BEGIN Material shown
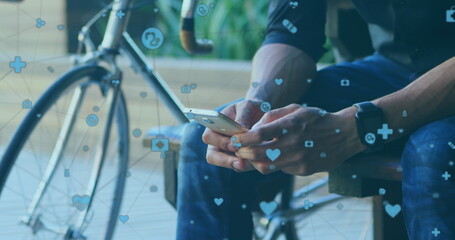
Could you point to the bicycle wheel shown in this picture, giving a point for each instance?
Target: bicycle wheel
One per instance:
(63, 173)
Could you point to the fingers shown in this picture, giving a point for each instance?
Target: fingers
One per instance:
(270, 126)
(215, 139)
(222, 159)
(276, 114)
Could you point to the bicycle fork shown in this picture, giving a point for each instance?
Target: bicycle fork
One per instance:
(33, 220)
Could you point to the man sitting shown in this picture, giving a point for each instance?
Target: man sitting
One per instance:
(405, 90)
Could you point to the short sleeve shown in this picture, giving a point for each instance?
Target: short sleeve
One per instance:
(299, 23)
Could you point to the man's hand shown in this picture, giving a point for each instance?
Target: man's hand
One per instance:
(303, 140)
(221, 150)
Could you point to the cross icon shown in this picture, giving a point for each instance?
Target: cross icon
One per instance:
(385, 131)
(120, 14)
(435, 232)
(17, 64)
(446, 175)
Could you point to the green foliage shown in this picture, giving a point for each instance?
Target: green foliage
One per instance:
(236, 27)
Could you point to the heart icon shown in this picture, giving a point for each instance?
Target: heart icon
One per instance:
(278, 81)
(218, 201)
(393, 210)
(273, 154)
(123, 218)
(268, 207)
(153, 188)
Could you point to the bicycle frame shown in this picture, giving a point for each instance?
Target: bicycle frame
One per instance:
(117, 39)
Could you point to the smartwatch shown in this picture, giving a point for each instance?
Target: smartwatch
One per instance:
(369, 119)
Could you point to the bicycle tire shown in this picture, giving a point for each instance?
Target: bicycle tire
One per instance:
(47, 99)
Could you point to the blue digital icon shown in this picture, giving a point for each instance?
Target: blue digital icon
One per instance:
(123, 218)
(278, 81)
(370, 138)
(273, 154)
(435, 232)
(392, 210)
(17, 64)
(294, 4)
(268, 207)
(27, 104)
(92, 120)
(80, 202)
(385, 131)
(190, 115)
(307, 204)
(289, 26)
(185, 89)
(309, 143)
(202, 10)
(50, 69)
(450, 15)
(265, 107)
(40, 23)
(137, 132)
(446, 175)
(160, 144)
(152, 38)
(153, 188)
(218, 201)
(120, 14)
(143, 94)
(345, 82)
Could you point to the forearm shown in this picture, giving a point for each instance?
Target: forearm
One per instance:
(431, 97)
(280, 61)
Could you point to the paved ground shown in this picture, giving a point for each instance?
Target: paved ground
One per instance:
(150, 217)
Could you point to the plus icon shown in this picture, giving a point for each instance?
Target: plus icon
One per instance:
(446, 175)
(17, 64)
(120, 14)
(435, 232)
(385, 131)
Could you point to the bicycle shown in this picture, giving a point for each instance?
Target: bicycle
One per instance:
(97, 75)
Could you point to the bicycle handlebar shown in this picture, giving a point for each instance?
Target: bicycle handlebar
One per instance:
(187, 32)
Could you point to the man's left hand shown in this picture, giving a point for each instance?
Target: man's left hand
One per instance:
(300, 140)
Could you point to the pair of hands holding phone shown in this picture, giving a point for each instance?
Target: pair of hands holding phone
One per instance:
(333, 135)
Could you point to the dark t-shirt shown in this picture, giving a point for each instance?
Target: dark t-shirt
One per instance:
(419, 34)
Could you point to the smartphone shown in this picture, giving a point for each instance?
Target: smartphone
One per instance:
(215, 121)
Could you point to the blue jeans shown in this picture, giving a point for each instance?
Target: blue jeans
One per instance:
(215, 203)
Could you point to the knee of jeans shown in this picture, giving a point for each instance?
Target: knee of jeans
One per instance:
(431, 147)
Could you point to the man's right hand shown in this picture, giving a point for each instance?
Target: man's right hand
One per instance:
(221, 150)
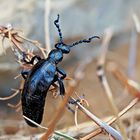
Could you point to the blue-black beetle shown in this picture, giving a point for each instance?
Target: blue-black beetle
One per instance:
(44, 74)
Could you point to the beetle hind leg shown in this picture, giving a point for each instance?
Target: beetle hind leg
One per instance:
(24, 74)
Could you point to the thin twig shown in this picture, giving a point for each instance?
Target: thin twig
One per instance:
(103, 79)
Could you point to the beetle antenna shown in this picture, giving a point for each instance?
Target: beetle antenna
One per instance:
(84, 41)
(56, 23)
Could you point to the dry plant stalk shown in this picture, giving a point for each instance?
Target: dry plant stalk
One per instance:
(131, 88)
(103, 79)
(133, 47)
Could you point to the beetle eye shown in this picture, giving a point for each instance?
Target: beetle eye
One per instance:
(64, 48)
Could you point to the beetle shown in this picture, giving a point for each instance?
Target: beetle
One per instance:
(42, 75)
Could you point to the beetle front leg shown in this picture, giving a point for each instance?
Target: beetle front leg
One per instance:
(62, 72)
(61, 86)
(24, 73)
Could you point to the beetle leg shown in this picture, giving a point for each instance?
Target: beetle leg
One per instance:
(61, 86)
(24, 73)
(62, 72)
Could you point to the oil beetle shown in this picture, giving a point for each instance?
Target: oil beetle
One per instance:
(42, 75)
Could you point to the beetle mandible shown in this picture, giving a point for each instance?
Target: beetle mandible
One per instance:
(42, 75)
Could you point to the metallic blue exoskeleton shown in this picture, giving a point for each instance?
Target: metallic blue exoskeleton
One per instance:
(44, 74)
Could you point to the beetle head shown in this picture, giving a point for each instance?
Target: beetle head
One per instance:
(63, 47)
(56, 55)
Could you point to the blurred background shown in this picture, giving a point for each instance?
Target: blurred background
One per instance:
(78, 19)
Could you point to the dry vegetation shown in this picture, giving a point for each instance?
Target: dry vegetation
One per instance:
(121, 94)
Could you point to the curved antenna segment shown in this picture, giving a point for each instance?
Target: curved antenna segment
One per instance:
(84, 41)
(56, 23)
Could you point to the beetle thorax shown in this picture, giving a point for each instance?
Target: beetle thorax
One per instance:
(56, 55)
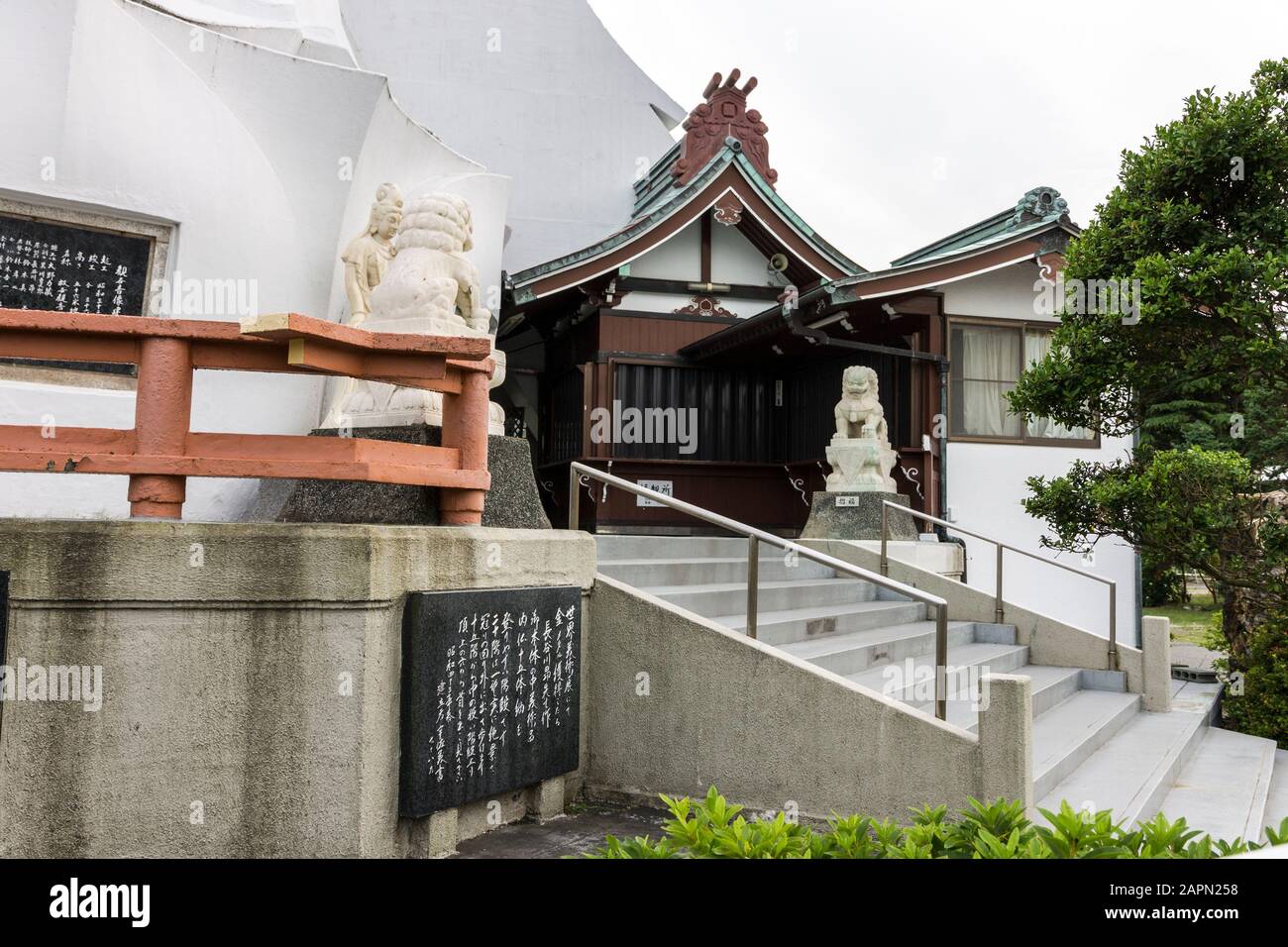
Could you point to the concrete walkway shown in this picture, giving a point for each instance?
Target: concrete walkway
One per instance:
END Material shown
Return each record above as it stands. Pictures stay out.

Could you point to the bicycle wheel shown in this picture, giving a point for each instance?
Target: bicycle wheel
One per instance:
(63, 173)
Could you point to the fingers shown in this picture, giving a point for each instance?
Target: fingers
One per instance:
(270, 126)
(215, 139)
(222, 159)
(276, 114)
Could you point to the bicycle fork shown in this picture, giving a point for each instance?
Target: bicycle fork
One per instance:
(33, 220)
Could you point to the man sitting shown in this picture, giving a point for each instance?
Target: man sitting
One per instance:
(405, 90)
Could you point to the short sleeve shown in this picture, giving a point for each instance?
Target: short sleeve
One per instance:
(299, 23)
Could you point to the man's hand shown in this picture, giving a point for each instance?
Target: man's hand
One per instance:
(303, 140)
(221, 150)
Could you point to the cross icon shown in this picture, giving a point for each instance?
Target: cross icon
One per instance:
(385, 131)
(120, 14)
(435, 232)
(17, 64)
(446, 175)
Could you point to the green foliage shown in this picture, giving a point for each instance?
Target: green foliage
One per instance:
(236, 27)
Could you point to the heart icon shown in this picture, giving a point for each instance?
Target: heart icon
One per instance:
(278, 81)
(218, 201)
(393, 210)
(273, 154)
(123, 218)
(268, 207)
(153, 188)
Could you point to the bicycle frame shown in this picture, giving a point for each instance?
Target: bicycle frame
One per instance:
(117, 39)
Could you point to the smartwatch shown in this picture, giving a point for each instance?
Target: smartwatch
One per instance:
(369, 119)
Could you point to the bicycle tire shown in this picture, giving a point for each instance?
Target: bicycle tire
One per instance:
(47, 99)
Could you point to the blue digital icon shown in this picture, giving a point for each instance?
Target: blue digital icon
One per instance:
(123, 218)
(278, 81)
(370, 138)
(273, 154)
(435, 232)
(392, 210)
(17, 64)
(294, 4)
(268, 207)
(27, 104)
(92, 120)
(80, 202)
(385, 131)
(190, 115)
(307, 204)
(289, 26)
(185, 89)
(309, 143)
(202, 10)
(50, 69)
(450, 15)
(265, 107)
(40, 23)
(137, 132)
(446, 175)
(160, 144)
(152, 38)
(153, 188)
(218, 201)
(120, 14)
(143, 94)
(345, 82)
Could you point to the forearm shown in this picture, giving a point for each instance?
Target: forearm
One per instance:
(431, 97)
(280, 61)
Could you point to the paved ground shown in this picture, giving a point for each instance?
Target: paved ground
One per instance:
(150, 217)
Could you point to the plus icon shown in this picture, giving a point for each instance?
Target: plus icon
One per instance:
(446, 175)
(17, 64)
(120, 14)
(435, 232)
(385, 131)
Could you point to the bicycle shown in this picture, giving a point for each instance?
Target: bicycle
One per instance:
(97, 75)
Could you point to the bicycle handlebar shown in this picture, giving a point for each instance?
Target: bicycle handlebar
One per instance:
(187, 32)
Could you point to the man's left hand shown in this picture, giving a point for each instance?
Target: man's left hand
One per instance:
(300, 140)
Could you point to the pair of hands holding phone shown in this picture, giving a point for each instance?
Target: pair of hands holding phone
One per instance:
(333, 135)
Could you point to the dark t-shirt shown in this picture, giving a point for each instance?
Target: dark t-shirt
One per instance:
(419, 34)
Could you point to the smartphone shown in this picture, giving a point for each instance?
Target: smartphone
One per instance:
(215, 121)
Could you point to the blue jeans shown in this picture, giving a point for each instance?
Target: blue jeans
One per instance:
(215, 203)
Could you point to the knee of jeans shown in this picture, giving a point for each instance?
Target: knee of jeans
One per instance:
(431, 147)
Could you point to the man's right hand shown in this picture, giving a point for each instance?
Target: man's right hand
One per instance:
(221, 150)
Could you point to the blue-black beetle shown in this picture, giving a point for each instance?
Target: blue-black beetle
One per instance:
(44, 74)
Could you point to the beetle hind leg shown in this picture, giving a point for each instance?
Target: beetle hind leg
One per instance:
(24, 74)
Could you point to the thin twig shown in this picture, giving a point for each instance?
Target: thin twig
One per instance:
(103, 79)
Could you point to the beetle antenna shown in this picture, giving a point for each instance?
Target: beetle antenna
One per instance:
(84, 41)
(56, 23)
Could you point to the dry plant stalk shown in this picture, giving a point for each instance?
Target: dry plant stalk
One per instance:
(131, 88)
(103, 79)
(133, 47)
Could you point to the beetle eye shown in this picture, giving a point for each instance?
Target: beetle eye
One per instance:
(64, 48)
Could you point to the beetle shown in this picture, giving a point for each instance?
Target: beetle
One per instance:
(42, 75)
Could you point to the beetle front leg shown in this picture, giving a point for each instance?
Target: beetle front leg
One per instance:
(62, 72)
(61, 86)
(24, 73)
Could you point to the beetle leg shown in this picture, giving a point for each instance?
Target: beetle leg
One per instance:
(61, 86)
(24, 73)
(62, 72)
Could you point to the oil beetle shown in this picture, giving a point for each instance?
Target: oil beetle
One per instance:
(42, 75)
Could you point to the beetle mandible shown in this picture, giving a point for each instance?
Target: beetle mandible
One per instance:
(42, 75)
Could you point to the metallic blue exoskeleton shown in this picture, giving a point for each instance?
Target: metallic blue exoskeleton
One per instance:
(44, 74)
Could you point to the beetle head shown in this picture, giving a point for each instance?
Target: beetle head
One per instance:
(63, 47)
(56, 55)
Could you point to the blurred background shown in this picture, giving a point for each instance?
Target: blurred background
One per instance:
(78, 19)
Could you point to the dry vegetation shown in this picture, giving a point for each instance?
Target: dry vegetation
One per instance:
(121, 94)
Could you point to the curved antenna segment shown in this picture, giving a point for each instance?
Target: curved antenna segment
One per instance:
(84, 41)
(56, 23)
Could you point to the beetle thorax shown in this picture, giving a point for each instance?
Target: beetle thorax
One per instance:
(56, 55)
Could you point to the concrete walkway shown in this picture, giving a point for each instance?
Target: concrete walkway
One per instance:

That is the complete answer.